Print every entry, word for word, and skip the images.
--- DATA ---
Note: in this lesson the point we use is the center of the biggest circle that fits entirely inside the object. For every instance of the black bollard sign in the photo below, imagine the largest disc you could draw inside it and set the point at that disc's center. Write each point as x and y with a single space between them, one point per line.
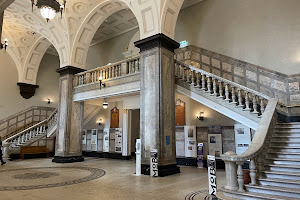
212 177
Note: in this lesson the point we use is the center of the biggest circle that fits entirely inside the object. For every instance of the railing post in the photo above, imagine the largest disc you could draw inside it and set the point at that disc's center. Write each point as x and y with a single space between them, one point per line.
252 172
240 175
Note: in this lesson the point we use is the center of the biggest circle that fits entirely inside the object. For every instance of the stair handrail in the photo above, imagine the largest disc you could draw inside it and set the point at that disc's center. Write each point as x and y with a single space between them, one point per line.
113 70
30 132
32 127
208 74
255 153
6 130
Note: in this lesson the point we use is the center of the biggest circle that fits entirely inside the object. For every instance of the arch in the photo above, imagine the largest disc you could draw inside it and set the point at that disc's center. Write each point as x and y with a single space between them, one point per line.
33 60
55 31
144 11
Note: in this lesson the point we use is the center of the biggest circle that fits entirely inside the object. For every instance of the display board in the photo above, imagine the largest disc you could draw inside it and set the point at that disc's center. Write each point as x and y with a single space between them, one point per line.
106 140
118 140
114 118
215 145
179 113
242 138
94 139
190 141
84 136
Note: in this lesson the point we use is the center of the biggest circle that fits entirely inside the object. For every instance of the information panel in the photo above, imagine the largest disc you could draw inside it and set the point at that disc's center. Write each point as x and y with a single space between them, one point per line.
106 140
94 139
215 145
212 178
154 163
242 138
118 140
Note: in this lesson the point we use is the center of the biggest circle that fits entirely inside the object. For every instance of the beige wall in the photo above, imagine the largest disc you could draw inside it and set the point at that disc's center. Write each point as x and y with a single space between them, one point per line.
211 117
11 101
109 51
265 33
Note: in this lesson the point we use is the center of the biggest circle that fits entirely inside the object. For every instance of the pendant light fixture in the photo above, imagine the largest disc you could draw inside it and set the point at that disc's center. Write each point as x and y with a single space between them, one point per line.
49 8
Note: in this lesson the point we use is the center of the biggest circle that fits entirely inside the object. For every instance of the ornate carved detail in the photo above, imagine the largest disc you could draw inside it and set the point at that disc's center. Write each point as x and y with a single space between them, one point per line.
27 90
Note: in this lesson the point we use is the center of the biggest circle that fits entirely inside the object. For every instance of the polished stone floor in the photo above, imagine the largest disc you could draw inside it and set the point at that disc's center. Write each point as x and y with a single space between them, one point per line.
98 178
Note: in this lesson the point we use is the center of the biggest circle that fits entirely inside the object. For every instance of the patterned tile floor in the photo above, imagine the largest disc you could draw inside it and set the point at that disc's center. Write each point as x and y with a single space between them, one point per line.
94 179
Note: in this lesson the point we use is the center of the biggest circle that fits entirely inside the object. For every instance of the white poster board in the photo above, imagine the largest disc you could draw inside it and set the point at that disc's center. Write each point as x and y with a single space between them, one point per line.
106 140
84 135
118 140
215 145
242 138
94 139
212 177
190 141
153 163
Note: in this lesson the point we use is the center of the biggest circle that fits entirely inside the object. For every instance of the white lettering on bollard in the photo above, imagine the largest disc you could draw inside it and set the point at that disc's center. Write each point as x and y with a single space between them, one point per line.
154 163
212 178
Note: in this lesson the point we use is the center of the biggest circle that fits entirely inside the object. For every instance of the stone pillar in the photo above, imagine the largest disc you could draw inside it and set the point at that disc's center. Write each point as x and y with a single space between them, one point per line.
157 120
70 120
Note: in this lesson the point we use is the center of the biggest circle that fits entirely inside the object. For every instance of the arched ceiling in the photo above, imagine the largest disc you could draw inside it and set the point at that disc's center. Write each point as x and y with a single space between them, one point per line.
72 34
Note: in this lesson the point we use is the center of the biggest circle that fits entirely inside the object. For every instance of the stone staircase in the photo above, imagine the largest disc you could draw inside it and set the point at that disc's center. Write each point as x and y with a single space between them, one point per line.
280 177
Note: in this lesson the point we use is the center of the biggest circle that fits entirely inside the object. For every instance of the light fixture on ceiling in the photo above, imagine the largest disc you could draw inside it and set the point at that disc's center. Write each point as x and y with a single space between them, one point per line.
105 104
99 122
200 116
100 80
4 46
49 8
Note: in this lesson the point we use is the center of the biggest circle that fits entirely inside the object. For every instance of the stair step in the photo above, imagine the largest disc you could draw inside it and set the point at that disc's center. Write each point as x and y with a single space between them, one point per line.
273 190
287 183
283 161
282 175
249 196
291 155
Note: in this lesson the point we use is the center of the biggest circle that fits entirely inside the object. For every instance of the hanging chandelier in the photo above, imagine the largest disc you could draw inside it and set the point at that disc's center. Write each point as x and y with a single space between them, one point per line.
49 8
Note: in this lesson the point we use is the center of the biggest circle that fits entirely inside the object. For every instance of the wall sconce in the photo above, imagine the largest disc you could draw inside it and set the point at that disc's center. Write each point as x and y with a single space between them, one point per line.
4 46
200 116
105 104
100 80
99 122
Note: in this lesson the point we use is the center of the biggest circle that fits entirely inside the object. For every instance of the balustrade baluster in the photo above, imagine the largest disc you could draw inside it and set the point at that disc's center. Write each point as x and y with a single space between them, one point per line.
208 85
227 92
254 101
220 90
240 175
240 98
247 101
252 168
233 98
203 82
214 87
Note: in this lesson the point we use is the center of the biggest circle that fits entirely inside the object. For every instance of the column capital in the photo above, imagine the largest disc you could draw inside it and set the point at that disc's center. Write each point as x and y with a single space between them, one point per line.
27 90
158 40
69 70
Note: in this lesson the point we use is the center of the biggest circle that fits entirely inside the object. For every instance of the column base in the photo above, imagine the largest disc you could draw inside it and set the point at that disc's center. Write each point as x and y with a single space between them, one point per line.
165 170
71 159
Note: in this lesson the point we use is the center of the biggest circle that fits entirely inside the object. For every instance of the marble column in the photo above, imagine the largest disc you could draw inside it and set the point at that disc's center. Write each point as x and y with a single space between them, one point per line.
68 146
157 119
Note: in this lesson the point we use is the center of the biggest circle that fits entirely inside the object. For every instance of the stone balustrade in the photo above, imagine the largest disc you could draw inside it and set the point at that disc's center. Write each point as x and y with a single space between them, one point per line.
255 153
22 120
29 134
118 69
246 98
---
RESPONSE:
Note: in this lesson the point we use is the center of the biggest circle that fits entirely inside the object. For every instance of the black bollard sign in the photo below, imagine the largest disc you could draw inside it and set the point at that disc's center. Write each point as x and y with a single space between them, one point per line.
212 177
Note: in this lesson the point we use is the center of the biggest circle that fits entirely inside the object. For every instance of the railing post in the photo above, imagine the largest disc you could draw inside it and set the point at that disc's center. Write each point as x and y with a single space between them, one point per line.
252 172
240 175
Note: in this lesson the point we use is the center of the biggest circle that fits entirely inside the object. For every instance of the stair handrail in the photo above, imagine the largest disc you could draw inside it and set the point at that disc's center. Write each point as x and y with a single space between them, one point per line.
113 70
30 132
32 127
208 74
255 153
6 130
Note: in this lesson the point we use is the center of the biggest circle that fits entirely inside the object. For every instance of the arch in the photo above, imagine the largest disc you could draw inside it and set the point at that disc's center. Write each point as x and y with a single space between them, one point per line.
33 60
55 31
144 11
Note: in this lesson the point we use is the center of the biggest circle that fits entirely inside the object. For every instance of the display board in the photo above, imagine the largest disc you could draw inside it and set the point at that disc's center. Write each point as x and y with a single space between them, one point per line.
106 140
118 140
114 118
215 145
179 113
242 138
94 139
190 141
84 136
Note: in this lesson the point we use is the center of the biggest circle that fits entirely inside the object. For every instance of the information panel in the photo above, imagine the largest disc you could draw inside it and set the point at that disc's center. Write each point as x and y with a single space between them, one point per line.
106 140
94 139
215 145
212 178
154 163
242 138
118 140
Note: in this lesson the point we use is the center of the biggest circle that fits entirely inside the object. For every instance of the beige wall in the photo above, imagine the largest disc you could draw inside it and set the point at that disc's center. Write each point as x and y with a single space between them, one point per line.
211 117
11 101
109 51
265 33
Note: in this lesson the point we use is the center of the biggest circle that fits entirely inside the object. For every instance of the pendant light fixture in the photo above, imagine the largest disc you could draw inside it and set the point at that disc's center. Write each point as x and y with a single space between them, one point per line.
49 8
Note: in this lesson the point we use is the center of the biggest circle that fits entirely inside the object. For every instance of the ornate carved detail in the photo above, imagine the largest disc you could draw inside it and set the point at that disc's center. Write each point as x and y with a single space between them, one point per line.
27 90
Note: in this lesson the point we use is the center of the biggest circle that fits entirely inside the object. For every instance of the polished stone floor in the photo above, imagine the largest disc you could draw inside it and set the point at that disc's center. Write each point as x and y with a single space between them, one point per line.
98 178
Note: in this lesson the point we use is the center of the biggest circle that fits entirely inside the object. For every instance of the patterned tile floor in the photo above, imagine the largest disc you could draw inside it and set the point at that disc's center. Write each point as x and y with a single space between them, one point per line.
94 179
Note: in this lesson the point we use is the center of the biggest circle that fits entirely inside the object. For every instance of the white poster board in the photo above, imagine the largest disc you could draw inside it and set the point at that disc's center. Write each point as x and y with a single space between them, one point per line.
106 140
84 135
118 140
215 145
242 138
94 139
212 177
190 141
153 163
Note: in this lesson the point we use is the center of the biggest circle that fits entirely inside the object. For every instance of the white lettering on bollard in the photo above, imagine the largest disc you could draw inside it and set the point at that disc's center. Write each point as x and y with a single space between them, one point per line.
154 163
212 178
Note: in this lesson the point we use is the center of the biggest circle that fits entirely inside the object. For every instance of the stone pillar in the photo above, imagine the largest disc you could draw inside it and set the point at that disc's center. Write each point as x and y with a single space between them, one point per line.
157 120
70 120
Note: in this lesson the point we use is the center of the biggest circle that fits entirely inside the object. For every instance of the arched ceiling in the photo above, imagine the largest disc you could draw inside it and set the point at that disc's center. Write each point as x and y with a single space between them, one point per line.
72 34
Note: in this lesson the point we use is the center of the biggest circle that fits entirely inside the object. For every instance of the stone staircase in the photo above, imagine the largest disc you could draw inside it and set the point at that disc's center. Write each point as x and y with a single space between them, one point per line.
280 177
Note: in this lesson the point we use is the center of the biggest circle that fits entirely inside the object. For every instance of the light fixture on ceiling in the photo above, imagine the largest disc you could draw inside it and set the point at that disc's center. Write each point as x and y with a single space between them, one point per line.
105 104
99 122
200 116
100 80
4 46
49 8
Note: in this lesson the point we use is the center of the biggest circle that fits entirely inside the object. For every instance of the stair step in the photo above, imagine the largest disc you could draw inside it and set the point at that disc's center. Write each point as x and y with a single space between them, one point per line.
273 190
287 183
283 161
282 175
249 196
291 155
Note: in this lesson the point we use is the center of the biggest circle that fits entirely inside the object. For every instance of the hanging chandelier in the photo above, imagine the largest disc you could draw inside it and set the point at that disc's center. Write each point as x and y with a single space between them, one point per line.
49 8
Note: in this lesson the point we use is the center of the biggest circle that fits entirely inside the object. For every instance of the wall sconce in the photo above, imagine the largest disc you could draw inside it and set the point at that disc's center. Write each point as x and y with a single space between them, one point per line.
4 46
200 116
105 104
100 80
99 122
Note: in this lesson the point we use is the center of the biggest circle that fits entirely inside the object. For every instance of the balustrade baluster in the photo above, imagine the largest disc you could draw inside it and set the point at that disc's center. Write each point as x and y with a single space between them, one point per line.
208 85
227 92
254 101
220 90
240 175
240 98
247 101
252 168
233 98
203 82
214 87
Note: in this lesson the point we use is the center of the biggest circle that fits entirely inside the object. For every instance of the column capital in the photo above, imagine the largest disc you could draw inside it and set the point at that disc's center. Write each point as x and y with a single space between them, one point per line.
27 90
158 40
69 70
Note: in this lesson the point we use is the center of the biggest circle that fits entirely inside the object. For every instance of the column base in the photo above, imagine the largest disc you could draw inside it and set the point at that disc's center. Write each point as x and y with a single space between them, one point per line.
165 170
71 159
Note: in this lesson the point we use is the center of the biggest circle that fits entirely inside the object. For every instance of the marble column in the photo above, imagine the largest disc you could draw inside it and set the point at that disc's center. Write each point as x and y with a single space between them, one point per line.
68 146
157 119
Note: in this lesson the point we use is the center of the biggest circle that fits entirely inside the object. For every instance of the stone balustrade in the photo above, imagine the largest disc you could draw inside it and set the point at that disc's center. Write each point as x and y with a single space between them, one point per line.
255 153
22 120
29 134
118 69
246 98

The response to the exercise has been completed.